▶ Task item: Exactly as written, give back every record below.

▶ Recorded information:

▼

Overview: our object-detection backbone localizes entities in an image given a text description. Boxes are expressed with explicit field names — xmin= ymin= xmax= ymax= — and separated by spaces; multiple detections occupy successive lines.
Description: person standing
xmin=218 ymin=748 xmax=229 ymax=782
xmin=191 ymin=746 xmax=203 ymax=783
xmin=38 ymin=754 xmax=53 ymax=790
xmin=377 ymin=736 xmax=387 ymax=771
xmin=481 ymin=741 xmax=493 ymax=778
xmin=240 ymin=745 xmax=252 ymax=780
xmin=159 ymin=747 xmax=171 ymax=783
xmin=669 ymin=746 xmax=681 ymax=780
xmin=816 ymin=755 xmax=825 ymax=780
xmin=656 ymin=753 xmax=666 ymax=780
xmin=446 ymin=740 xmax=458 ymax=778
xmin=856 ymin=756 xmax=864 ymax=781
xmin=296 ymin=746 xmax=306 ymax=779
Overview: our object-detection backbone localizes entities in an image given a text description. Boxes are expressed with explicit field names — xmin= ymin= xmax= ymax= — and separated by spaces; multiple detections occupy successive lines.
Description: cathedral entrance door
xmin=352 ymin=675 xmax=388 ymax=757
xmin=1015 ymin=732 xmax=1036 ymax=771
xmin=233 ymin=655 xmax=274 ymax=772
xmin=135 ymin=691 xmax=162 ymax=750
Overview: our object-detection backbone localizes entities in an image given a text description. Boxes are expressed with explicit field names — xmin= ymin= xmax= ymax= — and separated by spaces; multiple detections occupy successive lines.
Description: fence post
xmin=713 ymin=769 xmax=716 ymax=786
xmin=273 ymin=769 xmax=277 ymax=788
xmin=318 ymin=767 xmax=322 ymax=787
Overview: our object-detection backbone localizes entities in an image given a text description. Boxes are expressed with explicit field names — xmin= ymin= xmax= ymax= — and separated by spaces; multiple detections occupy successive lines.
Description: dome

▲

▶ Solution below:
Overview: our object-detection backbone localizes entities in an image given a text description. Boxes are expressed with explicit field names — xmin= ymin= xmax= ymax= — and separated by spaces; multiple detections occupy successive lines.
Description: person standing
xmin=218 ymin=748 xmax=229 ymax=782
xmin=191 ymin=746 xmax=203 ymax=783
xmin=38 ymin=754 xmax=53 ymax=790
xmin=377 ymin=736 xmax=387 ymax=771
xmin=481 ymin=741 xmax=493 ymax=778
xmin=240 ymin=745 xmax=252 ymax=780
xmin=159 ymin=747 xmax=171 ymax=783
xmin=669 ymin=746 xmax=681 ymax=780
xmin=816 ymin=755 xmax=825 ymax=780
xmin=656 ymin=753 xmax=666 ymax=780
xmin=446 ymin=740 xmax=458 ymax=778
xmin=856 ymin=756 xmax=864 ymax=781
xmin=296 ymin=746 xmax=306 ymax=779
Overview: our object-detection backbone localizes entities in an image given a text description. Boxes are expressed with explicit field names — xmin= ymin= xmax= ymax= — and separated by spaces; multiple detections occupy successive lines.
Description: cathedral entrance door
xmin=352 ymin=675 xmax=388 ymax=757
xmin=1015 ymin=732 xmax=1036 ymax=771
xmin=233 ymin=655 xmax=274 ymax=772
xmin=135 ymin=691 xmax=162 ymax=750
Overview: our object-detection backbone localizes entities in an image given a text description. Boxes are expressed with explicit field names — xmin= ymin= xmax= ymax= — and separated by spaces; multiple detections occupy successive lines.
Description: fence post
xmin=713 ymin=769 xmax=716 ymax=786
xmin=273 ymin=769 xmax=277 ymax=788
xmin=318 ymin=767 xmax=322 ymax=787
Overview: our object-detection backbone localizes entities in an image given a text description. Boxes are expressed with explicit field names — xmin= ymin= xmax= ymax= — and separated by spaces; multiple detections occupy successive lines.
Description: dome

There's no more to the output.